### Fragmento del documento
#####

Trypanocide activity of Castela coccinea Griseb. extracts
María L. MARTíNEZ,María NOEL CAMPAGNA,María S. RATTI,Isabel NOCITO
Boletín Latinoamericano y del Caribe de Plantas Medicinales y Aromáticas , 2009,
Abstract: Castela coccinea Griseb es un árbol de peque o porte que pertenece a la familia Simaroubaceae. En el presente trabajo los extractos de esta planta muestran una fuerte actividad in vitro contra epimastigotes de Trypanosoma cruzi. El extracto diclorometánico de madera es el que presenta mayor efecto tripanocida. Una fracción de este extracto, purificada por cromatografía en columna, está enriquecida en cumarinas, ácidos fenólicos y alcaloides. Esta fracción es aún más activa con una CI50 =15 mg/mL. Nuestros resultados sugieren que los alcaloides son los responsables de esta actividad. Más aún, se ha detectado la presencia del grupo 8-amino-6-metoxiquinolina por cromatografía gaseosa acoplada a un espectrómetro de masa, pero todavía la molécula entera no ha sido identificada. Por otro lado, todos los extractos mostraron actividad citotóxica contra la línea celular humana K-562, a altas concentraciones. Sin embargo, el índice de selectividad para el extracto diclorometánico de la madera es de 7.5.

#####

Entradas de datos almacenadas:
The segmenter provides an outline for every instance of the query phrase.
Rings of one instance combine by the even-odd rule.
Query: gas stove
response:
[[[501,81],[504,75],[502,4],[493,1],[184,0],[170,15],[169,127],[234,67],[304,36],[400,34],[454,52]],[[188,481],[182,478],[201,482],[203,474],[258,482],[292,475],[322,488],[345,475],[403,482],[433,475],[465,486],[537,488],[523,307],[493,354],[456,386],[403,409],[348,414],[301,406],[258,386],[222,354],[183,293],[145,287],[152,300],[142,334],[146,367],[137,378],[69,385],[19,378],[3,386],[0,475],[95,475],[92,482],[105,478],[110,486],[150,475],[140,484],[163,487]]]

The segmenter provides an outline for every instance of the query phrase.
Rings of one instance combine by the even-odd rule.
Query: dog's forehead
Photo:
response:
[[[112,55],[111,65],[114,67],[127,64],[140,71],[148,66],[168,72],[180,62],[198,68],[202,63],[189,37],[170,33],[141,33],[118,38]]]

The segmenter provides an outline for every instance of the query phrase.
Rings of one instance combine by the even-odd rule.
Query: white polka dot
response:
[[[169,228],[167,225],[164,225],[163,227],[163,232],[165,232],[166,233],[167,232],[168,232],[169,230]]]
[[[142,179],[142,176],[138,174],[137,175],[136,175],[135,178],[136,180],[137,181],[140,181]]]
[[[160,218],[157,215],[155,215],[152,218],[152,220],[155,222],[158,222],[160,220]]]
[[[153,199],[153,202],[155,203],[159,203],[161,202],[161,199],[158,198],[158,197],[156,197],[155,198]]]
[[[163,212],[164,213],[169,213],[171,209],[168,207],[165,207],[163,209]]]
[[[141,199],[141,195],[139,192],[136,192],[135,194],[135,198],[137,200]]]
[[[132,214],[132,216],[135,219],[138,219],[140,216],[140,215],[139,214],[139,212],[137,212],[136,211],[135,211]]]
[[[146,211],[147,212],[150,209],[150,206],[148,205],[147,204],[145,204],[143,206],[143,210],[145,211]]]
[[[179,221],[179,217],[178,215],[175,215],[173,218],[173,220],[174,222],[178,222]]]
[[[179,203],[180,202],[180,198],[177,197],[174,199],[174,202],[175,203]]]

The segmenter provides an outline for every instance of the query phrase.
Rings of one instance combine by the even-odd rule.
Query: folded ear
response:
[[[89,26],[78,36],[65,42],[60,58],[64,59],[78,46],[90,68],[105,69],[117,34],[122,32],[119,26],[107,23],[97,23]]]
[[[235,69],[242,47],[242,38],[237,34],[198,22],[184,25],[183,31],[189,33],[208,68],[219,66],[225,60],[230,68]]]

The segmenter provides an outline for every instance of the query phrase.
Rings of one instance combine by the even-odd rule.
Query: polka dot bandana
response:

#####

### Sobre este ejercicio
¿Cómo se traduce al inglés la oración «El extracto diclorometánico de madera es el que presenta mayor efecto tripanocida.» del resumen sobre Castela coccinea?

### Respuesta
The dichloromethane wood extract is the one that shows the strongest trypanocidal effect.